Studio album by Jack DeJohnette
- Released: April 2016
- Studio: Eastside (NYC)
- Genre: Jazz
- Length: 38:19
- Label: Newvelle NV002LP
- Producer: Elan Mehler, Jean-Christophe Morisseau

Jack DeJohnette chronology
| Made in Chicago (2015) | Return (2016) | In Movement (2016) |

= Return (Jack DeJohnette album) =

Return is a studio album by American jazz musician Jack DeJohnette. It was released in France via Newvelle Records label. Return is the label's second release and available in vinyl only by subscription only.

§ **Dataset entries**:
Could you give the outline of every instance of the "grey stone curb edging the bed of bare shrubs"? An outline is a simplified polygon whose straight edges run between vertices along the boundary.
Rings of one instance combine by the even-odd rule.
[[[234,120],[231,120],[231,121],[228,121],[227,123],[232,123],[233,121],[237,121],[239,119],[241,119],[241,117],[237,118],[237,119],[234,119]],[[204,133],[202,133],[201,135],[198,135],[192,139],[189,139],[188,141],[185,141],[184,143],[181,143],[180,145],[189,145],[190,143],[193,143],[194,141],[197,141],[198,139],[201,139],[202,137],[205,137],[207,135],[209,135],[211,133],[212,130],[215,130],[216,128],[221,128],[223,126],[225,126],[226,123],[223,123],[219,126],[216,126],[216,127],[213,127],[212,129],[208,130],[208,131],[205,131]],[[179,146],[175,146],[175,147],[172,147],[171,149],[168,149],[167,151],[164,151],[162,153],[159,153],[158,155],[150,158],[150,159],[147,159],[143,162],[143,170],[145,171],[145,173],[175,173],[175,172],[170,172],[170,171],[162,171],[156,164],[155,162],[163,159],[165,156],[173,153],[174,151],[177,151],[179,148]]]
---
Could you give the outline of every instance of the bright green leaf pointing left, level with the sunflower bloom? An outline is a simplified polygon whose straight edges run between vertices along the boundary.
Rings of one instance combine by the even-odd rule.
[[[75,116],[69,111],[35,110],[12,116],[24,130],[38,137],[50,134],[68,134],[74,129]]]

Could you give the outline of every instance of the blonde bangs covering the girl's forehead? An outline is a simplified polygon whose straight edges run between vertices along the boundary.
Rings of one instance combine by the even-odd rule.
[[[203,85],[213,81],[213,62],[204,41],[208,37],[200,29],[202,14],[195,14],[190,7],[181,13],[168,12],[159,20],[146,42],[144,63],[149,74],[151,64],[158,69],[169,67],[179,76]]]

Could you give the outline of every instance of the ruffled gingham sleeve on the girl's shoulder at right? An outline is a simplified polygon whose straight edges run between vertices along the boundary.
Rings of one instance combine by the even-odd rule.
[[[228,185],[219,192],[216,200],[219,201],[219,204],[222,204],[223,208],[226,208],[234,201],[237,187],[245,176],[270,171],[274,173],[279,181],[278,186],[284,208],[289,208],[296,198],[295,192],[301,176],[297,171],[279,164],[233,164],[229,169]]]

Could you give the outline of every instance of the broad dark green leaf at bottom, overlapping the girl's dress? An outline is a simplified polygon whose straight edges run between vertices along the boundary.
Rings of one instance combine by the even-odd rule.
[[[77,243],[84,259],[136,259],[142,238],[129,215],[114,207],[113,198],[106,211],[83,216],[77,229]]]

§ **Check your understanding**:
A) According to the text on the Jack DeJohnette album Return, at which studio was the album made?
B) Pick up the text about the Jack DeJohnette album Return after its last sentence and keep writing it.

§ **Answers to the problems**:
A) Eastside, in NYC.

B)
Professional ratings
Review scores
| Source | Rating |
| All About Jazz |  |

==Background==
Return is his first solo piano record in some 30 years (preceded by The Jack DeJohnette Piano Album), hence the album title “Return”. The album contains 10 solo piano pieces, nine of them DeJohnette originals. "Ode to Satie" pays tribute to the short, atmospheric Gymnopedies composed by French pianist Erik Satie in the late 1800s. "Dervish Trance" takes its cue from the whirling dances of the Sufi tradition. "Lidya" is dedicated to DeJohnette's wife. The cover photo is from the portfolio of French travel photographer Bernard Plossu. The inner sleeve reproduces a poem by Pulitzer Prize-winner American poet and educator Tracy K. Smith. To record the album, DeJohnette used a handmade Italian 9' Fazioli Pianoforti piano that produces a gorgeous sound with dynamics rarely found on piano recordings. The tracks were digitally recorded at 24 bits/88.2 kHz by Marc Urselli at Eastside Sound Recording Studios in New York City and mixed to vinyl with an analog console. The album was pressed on clear 180-gram vinyl in France.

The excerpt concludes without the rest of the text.